----- The input -----
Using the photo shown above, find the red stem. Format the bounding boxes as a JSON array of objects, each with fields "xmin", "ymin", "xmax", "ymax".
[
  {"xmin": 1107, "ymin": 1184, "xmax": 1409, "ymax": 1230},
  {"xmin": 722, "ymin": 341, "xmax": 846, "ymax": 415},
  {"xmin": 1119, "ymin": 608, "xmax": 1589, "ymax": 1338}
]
-----
Problem details
Return all the data exactly as given.

Task answer
Using the photo shown above, find the red stem. Format the bounding boxes as a JSON array of objects, each with fields "xmin", "ymin", "xmax", "ymax".
[
  {"xmin": 1107, "ymin": 1184, "xmax": 1409, "ymax": 1230},
  {"xmin": 722, "ymin": 341, "xmax": 846, "ymax": 415},
  {"xmin": 1119, "ymin": 608, "xmax": 1589, "ymax": 1338}
]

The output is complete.